» **TUGAS**:
Lanjutkan tulisan di bawah ini tentang intelektual dan kesadaran palsu, mulai setelah kalimat terakhirnya.
____ KUTIPAN TEKS
Rasanya, agak janggal memang bagi saya untuk menyandingkan terminologi “intelektual” dengan “kesadaran palsu” secara bersamaan. Argumentasinya, saya percaya dengan apa yang Antonio Gramsci katakan, bahwa puncak dari kesadaran manusia adalah ketika dirinya menjadi seorang “intelektual”. Agen yang berpikir dalam struktur masyarakat. Intelektual adalah mereka yang sadar akan posisi dan statusnya dalam masyarakat. Intelektual adalah mereka yang sepenuhnya sadar. Lalu, mentransfer semangat itu ke dalam diri masyarakat.
Tapi, setelah berpikir cukup lama, saya rasa sepertinya gejala kesadaran palsu dengan intelektual menjadi layak untuk diperbincangkan dalam situasi sosial masyarakat kita hari ini.
Titik tolak situasi masyarakat yang berada dalam kesadaran palsu ini berawal dari pemikiran Marx yang melihat sistem ekonomi abad modern sebagai pijakan untuk menentukan posisi mereka dalam masyarakat. Marx menjelaskan, sejak dulu, hanya ada dua kelas dalam masyarakat, yaitu masyarakat kelas borjuis dan kelas proletar. Dalam dikotomi kelas ini, Marx seolah ingin menjelaskan bahwa determinasi ekonomi terjadi antara orang yang punya segalanya (kekuasaan, alat produksi, dan lain-lain) dan masyarakat biasa yang tidak memiliki apa-apa.
Marx merujuk kesadaran manusia menjadi dua macam, yaitu “kesadaran palsu” dan “kesadaran kelas”. Kesadaran kelas merujuk pada sistem kepercayaan yang dimiliki bersama oleh mereka yang menempati posisi kelas dalam masyarakat. Kesadaran kelas tidak merujuk pada satu individu. Tetapi dia menjadi milik sekelompok orang yang berada dalam tempat serupa, situasi yang serupa, dalam suatu sistem produksi. Konsep kesadaran kelas menyiratkan adanya, paling tidak dalam kondisi yang mendahului, yaitu kesadaran palsu.
Ketika seseorang menyadari dirinya sebagai subjek yang berpikir, ketika dia menyadari kondisinya berdasarkan basis rasionalitas dan posisinya dalam masyarakat, ketika itulah seseorang memiliki kesadaran kelas. Secara bersamaan, kesadaran dirinya yang membentuk keadaan dan keadaan dirinya jugalah yang kemudian membentuk kesadaran. Ketika seseorang berada dalam kondisi yang tertindas, namun kehilangan kesadaran diri terhadap posisi dan statusnya di dalam masyarakat dan merasa situasi di sekitar itu baik-baik saja padahal sebetulnya tidak, disitulah kondisi ketika seseorang terjebak dalam kondisi kesadaran palsu.
________
____ DATA YANG DIBERIKAN
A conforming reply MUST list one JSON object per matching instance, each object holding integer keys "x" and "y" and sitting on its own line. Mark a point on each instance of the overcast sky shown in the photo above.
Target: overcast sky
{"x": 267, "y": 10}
________
» **JAWABAN**:
Seiring berjalannya waktu, banyak para pemikir modern yang mencoba mendefinisikan ulang “kesadaran”, dan sedikit menyesuaikannya dengan semangat dan situasi zaman yang berlaku. Salah satu di antaranya adalah Antonio Gramsci. Gramsci melihat titik pandang “kesadaran” tidak hanya bisa difokuskan pada kapitalisme, tetapi juga bisa diterapkan dalam kondisi kehidupan yang lain.
Gramsci mengakui bahwa ada sejumlah keteraturan sejarah, namun ia menolak gagasan perkembangan sejarah yang otomatis dan tak dapat terhindarkan. Jadi, katanya, massa harus bertindak untuk mewujudkan revolusi sosial. Namun untuk bertindak, masyarakat perlu menyadari situasi mereka dan hakikat serta sifat sistem yang mereka jalani. Gramsci menggunakan konsepsi yang agak “elitis”, dimana kesadaran perlu dibangun oleh para intelektual dan selanjutnya diperluas ke masyarakat dan kemudian hal itu dipraktikkan oleh mereka. (Ritzer, 2012)
Massa (-atau, masyarakat), tidak mampu membangun gagasan-gagasan yang revolutif. Dan kalaupun ada, mereka hanya bisa mengalaminya pada tahap keyakinan. Massa tidak bisa sadar dengan sendirinya. Itulah sebabnya bahwa mereka perlu dibantu oleh elit sosial. (Ritzer, 2012)
Namun titik buntunya kemudian adalah bagaimana jika dalam suatu kondisi masyarakat yang menjunjung tinggi intelektual-akademik, kampus misalnya, justru kaum elit intelektual itulah yang sedang berada dalam kondisi kesadaran palsu?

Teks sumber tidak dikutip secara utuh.